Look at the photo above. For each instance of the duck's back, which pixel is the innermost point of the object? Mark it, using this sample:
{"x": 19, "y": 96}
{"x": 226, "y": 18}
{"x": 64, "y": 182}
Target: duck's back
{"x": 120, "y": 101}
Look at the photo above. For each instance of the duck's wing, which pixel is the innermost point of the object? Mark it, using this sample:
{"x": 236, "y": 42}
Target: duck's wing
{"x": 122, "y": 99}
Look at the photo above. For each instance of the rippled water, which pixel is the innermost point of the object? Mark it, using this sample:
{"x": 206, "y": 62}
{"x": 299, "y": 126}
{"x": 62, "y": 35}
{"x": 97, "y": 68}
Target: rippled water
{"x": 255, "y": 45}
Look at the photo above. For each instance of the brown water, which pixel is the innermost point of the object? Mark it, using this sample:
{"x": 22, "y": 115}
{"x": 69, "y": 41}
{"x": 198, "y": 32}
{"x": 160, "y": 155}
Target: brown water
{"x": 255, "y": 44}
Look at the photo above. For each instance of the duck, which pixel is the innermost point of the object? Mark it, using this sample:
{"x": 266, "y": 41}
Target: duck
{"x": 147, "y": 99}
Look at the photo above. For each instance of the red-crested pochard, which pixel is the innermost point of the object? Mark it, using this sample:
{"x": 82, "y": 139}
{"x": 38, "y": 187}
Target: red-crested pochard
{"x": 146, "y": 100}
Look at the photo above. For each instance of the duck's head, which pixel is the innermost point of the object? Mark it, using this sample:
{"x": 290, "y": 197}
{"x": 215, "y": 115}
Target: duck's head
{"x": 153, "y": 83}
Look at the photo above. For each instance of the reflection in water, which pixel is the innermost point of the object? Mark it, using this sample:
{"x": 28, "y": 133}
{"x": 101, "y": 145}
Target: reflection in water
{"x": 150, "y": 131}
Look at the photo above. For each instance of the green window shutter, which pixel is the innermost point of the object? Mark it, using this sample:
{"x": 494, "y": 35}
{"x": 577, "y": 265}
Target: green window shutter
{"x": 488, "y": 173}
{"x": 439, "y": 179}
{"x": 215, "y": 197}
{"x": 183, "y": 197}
────────────────────
Brief =
Put every line of the records above into a numbered list, skipping any blank lines.

In response =
1. Look at the photo above. For each instance of the duck's back, which pixel is the innermost point of the object? Mark it, using this sample:
2. {"x": 19, "y": 96}
3. {"x": 226, "y": 18}
4. {"x": 64, "y": 182}
5. Target: duck's back
6. {"x": 120, "y": 101}
7. Look at the photo above. For each instance of the duck's wing, which pixel is the innermost point of the object? Mark it, using this sample:
8. {"x": 236, "y": 42}
9. Target: duck's wing
10. {"x": 122, "y": 99}
11. Look at the photo above. For each instance of the rippled water, which pixel is the innermost point of the object? Mark it, using this sample:
12. {"x": 206, "y": 62}
13. {"x": 299, "y": 126}
14. {"x": 62, "y": 35}
15. {"x": 97, "y": 68}
16. Target: rippled water
17. {"x": 255, "y": 45}
18. Look at the photo above. For each instance of the brown water, which pixel is the innermost point of the object? Mark it, using this sample:
19. {"x": 22, "y": 115}
20. {"x": 69, "y": 41}
21. {"x": 198, "y": 32}
22. {"x": 160, "y": 155}
23. Target: brown water
24. {"x": 255, "y": 44}
25. Look at the photo above. For each instance of the duck, which pixel is the innermost point of the object? Mark it, using this sample:
26. {"x": 266, "y": 41}
27. Target: duck
28. {"x": 147, "y": 99}
29. Look at the photo above. For each instance of the red-crested pochard, which pixel is the innermost point of the object? Mark it, using this sample:
30. {"x": 82, "y": 139}
31. {"x": 38, "y": 187}
32. Target: red-crested pochard
33. {"x": 146, "y": 100}
34. Look at the photo above. For each instance of the duck's head, which pixel is the innermost point of the object? Mark it, using this sample:
35. {"x": 290, "y": 197}
36. {"x": 215, "y": 115}
37. Target: duck's head
38. {"x": 153, "y": 83}
39. Look at the photo above. For each instance of the reflection in water, which pixel is the innermost point of the object? Mark it, using this sample:
40. {"x": 28, "y": 133}
41. {"x": 101, "y": 145}
42. Target: reflection in water
43. {"x": 150, "y": 131}
44. Look at the photo above. For each instance of the green window shutter, which pixel is the innermost point of the object? Mark it, using this sample:
45. {"x": 494, "y": 35}
46. {"x": 577, "y": 265}
47. Target: green window shutter
48. {"x": 488, "y": 173}
49. {"x": 439, "y": 179}
50. {"x": 215, "y": 197}
51. {"x": 183, "y": 197}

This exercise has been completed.